═════ DATASET EXCERPTS ═════

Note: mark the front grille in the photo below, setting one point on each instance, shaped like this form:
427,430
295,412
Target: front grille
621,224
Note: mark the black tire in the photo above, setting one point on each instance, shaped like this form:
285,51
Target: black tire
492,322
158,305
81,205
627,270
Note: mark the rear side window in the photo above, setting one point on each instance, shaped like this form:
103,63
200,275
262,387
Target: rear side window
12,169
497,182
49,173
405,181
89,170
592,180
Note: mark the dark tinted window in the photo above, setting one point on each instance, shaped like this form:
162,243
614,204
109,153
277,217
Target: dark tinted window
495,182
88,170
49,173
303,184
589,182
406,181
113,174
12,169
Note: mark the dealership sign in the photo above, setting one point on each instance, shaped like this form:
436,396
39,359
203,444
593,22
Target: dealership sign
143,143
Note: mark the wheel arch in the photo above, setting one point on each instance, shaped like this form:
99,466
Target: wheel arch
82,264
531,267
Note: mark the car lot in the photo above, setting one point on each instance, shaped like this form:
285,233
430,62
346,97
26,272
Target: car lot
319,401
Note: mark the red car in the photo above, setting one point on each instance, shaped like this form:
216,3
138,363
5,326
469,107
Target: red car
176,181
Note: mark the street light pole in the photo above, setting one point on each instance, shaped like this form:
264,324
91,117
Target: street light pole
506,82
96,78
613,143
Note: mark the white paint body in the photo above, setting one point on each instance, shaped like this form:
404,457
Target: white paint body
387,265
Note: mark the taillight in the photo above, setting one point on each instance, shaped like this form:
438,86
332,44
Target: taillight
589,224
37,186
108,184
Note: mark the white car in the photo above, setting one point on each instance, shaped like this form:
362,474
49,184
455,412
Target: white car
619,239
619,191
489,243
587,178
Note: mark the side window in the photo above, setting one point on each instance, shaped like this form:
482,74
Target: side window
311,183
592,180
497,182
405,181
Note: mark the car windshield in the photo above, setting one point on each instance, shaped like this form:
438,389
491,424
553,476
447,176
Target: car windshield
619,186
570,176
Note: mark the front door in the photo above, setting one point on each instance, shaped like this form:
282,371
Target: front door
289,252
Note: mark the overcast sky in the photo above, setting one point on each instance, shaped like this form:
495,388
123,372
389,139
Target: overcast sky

═════

#### [THE PROBLEM]
Rewrite every one of the entries above, changing "setting one point on each instance" to "placing a single point on every instance" and leaving everything else as it stands.

#### [COMPLETE ANSWER]
Note: mark the front grille in the photo below, placing a single point on every instance, shaped like this form:
427,430
295,412
Target: front grille
621,224
Note: mark the black tire in the photo above, placing a single point on every instance, shaped like this form:
285,51
Target: black tire
492,322
158,305
81,205
627,270
Note: mark the rear side window in the photo above, placing a single point on every instance, shaped like this form:
103,63
200,275
262,387
Target: rear side window
12,169
497,182
49,173
405,181
89,170
592,180
Note: mark the dark tinted window in the photo above, placing a single point on every instance, shaped like this form:
162,243
614,204
109,153
277,217
Target: dark tinted window
495,182
88,170
49,173
303,184
589,182
406,181
113,174
12,169
Note: mark the dealership sign in the photo above, placing a single point on every instance, shaped like this form:
436,396
39,359
203,444
593,22
Target: dealership sign
143,143
Note: mark the wheel arch in the photo above, placing a single point on every instance, shaped like this form:
99,466
Target: wheel arch
82,264
531,267
Note: mark the car lot in the photo above, placing a single point on every instance, shaped like this form:
285,233
430,62
346,97
26,272
Target: car lot
319,401
Note: mark the red car in the photo above, placing a single point on every instance, shaped like this form:
216,3
138,363
5,326
469,107
Target: red car
176,181
Note: mark the street light pole in the photo above, placing a single point on every instance, shaped like this form:
264,324
91,117
Target: street light pole
506,82
96,78
613,143
Note: mark the white paint body in the photo above, placing a single point on every instance, shaped like this form:
404,457
Target: white paint body
387,265
Note: mark the taillight in the photo above, placing a single point on every instance, shaped like this form:
438,86
332,44
Target: taillight
589,224
37,186
108,184
Note: mark the white car in the photo above, placing a single point on every instance, shaped like this form:
362,474
49,184
455,412
Target: white car
619,239
619,191
489,243
587,178
Note: mark the side window in the photo above, placing a single point on every instance, shaped like this form:
482,74
Target: side window
311,183
592,180
497,182
405,181
Note: mark the car windshield in the photo above, placing a single point on every instance, shaped like this form:
438,389
491,424
553,476
447,176
Target: car windshield
619,186
570,176
Note: mark the front door in the photo above, placing a single point on every instance, shaped like this form:
282,371
Target: front door
289,252
Note: mark the overcast sky in the photo above, placing a single point on every instance, shaped like this form:
495,388
123,372
389,139
Target: overcast sky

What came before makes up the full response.